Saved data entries
◆ ◆ ◆ ◆ ◆ ◆ ◆
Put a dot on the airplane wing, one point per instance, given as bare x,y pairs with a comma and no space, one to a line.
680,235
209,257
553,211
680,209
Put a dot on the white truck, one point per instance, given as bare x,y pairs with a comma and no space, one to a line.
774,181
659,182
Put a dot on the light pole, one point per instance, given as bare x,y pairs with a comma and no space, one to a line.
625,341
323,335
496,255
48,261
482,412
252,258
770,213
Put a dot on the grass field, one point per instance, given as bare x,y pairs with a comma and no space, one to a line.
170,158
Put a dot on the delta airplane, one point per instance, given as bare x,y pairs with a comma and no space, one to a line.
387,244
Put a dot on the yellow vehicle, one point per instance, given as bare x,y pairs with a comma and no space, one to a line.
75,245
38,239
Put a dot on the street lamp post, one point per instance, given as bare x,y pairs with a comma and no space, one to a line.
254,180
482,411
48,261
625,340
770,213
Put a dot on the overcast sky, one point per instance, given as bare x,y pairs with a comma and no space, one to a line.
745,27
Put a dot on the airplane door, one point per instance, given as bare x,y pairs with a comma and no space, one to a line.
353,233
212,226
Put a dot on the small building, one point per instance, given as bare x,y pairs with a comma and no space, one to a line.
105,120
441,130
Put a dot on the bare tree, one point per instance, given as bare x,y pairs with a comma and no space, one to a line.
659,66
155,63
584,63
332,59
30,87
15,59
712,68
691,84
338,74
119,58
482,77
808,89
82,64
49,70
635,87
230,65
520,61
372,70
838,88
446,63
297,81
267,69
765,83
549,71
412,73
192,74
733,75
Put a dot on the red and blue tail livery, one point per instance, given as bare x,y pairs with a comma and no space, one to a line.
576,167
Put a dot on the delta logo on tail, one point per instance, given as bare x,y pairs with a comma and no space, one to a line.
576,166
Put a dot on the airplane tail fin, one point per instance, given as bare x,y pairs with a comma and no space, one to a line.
◆ ◆ ◆ ◆ ◆ ◆ ◆
*Try it*.
Set every entry down verbatim.

*Output of the task*.
Put a dot on the airplane wing, one point per instance, given as bare x,y pairs with a comma and no space, one to a line.
680,235
209,257
553,211
680,209
Put a dot on the white truck, one point per instance, given as bare x,y pairs with a comma and no space, one to a line.
774,181
659,182
Put a dot on the light pole, one point per instance, given as bare x,y pairs with a comma and no space, one to a line.
625,341
323,335
496,255
48,261
482,412
252,258
770,213
Put a dot on the grass field, one point per instance, given as bare x,y pairs with a comma and no space, one to a line.
170,158
Put a dot on the delta airplane, one point per instance, given as bare x,y pairs with a comma and no space, one to a line.
387,244
Put a dot on the yellow vehicle, one point per instance, given as bare x,y pairs with a comma and no space, one to a line.
75,245
38,239
Put a dot on the street lamp post, one point per instance, given as bare x,y pairs with a comma and no space, one to a line.
254,180
482,411
48,261
625,340
770,213
Put a dot on the overcast sky, one point per instance, given as bare x,y pairs with a comma and no space, one to a line.
745,27
Put a dot on the airplane door, one point per instance, given as bare x,y pairs with a comma and no space, one to a line.
353,233
212,226
Put a dot on the small building, one point per instance, given as bare x,y pairs with a comma and no space, one to a line.
105,120
441,130
Put a dot on the bare tree, one point per instance, given as bare x,y pairs with a comma and no space, one to a line.
659,66
155,63
584,63
332,59
30,87
15,59
712,68
691,84
338,74
119,58
482,77
808,89
82,64
49,70
635,87
230,65
520,61
372,70
838,88
446,63
297,81
267,69
765,83
549,71
412,73
192,74
733,75
Put a dot on the red and blue tail livery, one point per instance, given as bare x,y pairs with a comma and no space, one to a line.
576,167
Put a dot on the delta logo on tail, one point per instance, given as bare x,y pairs with a comma and no space, one to a line.
576,166
Put a dot on the airplane tail fin, one point per instance, given as bare x,y pairs with a comma and no space, one to a line.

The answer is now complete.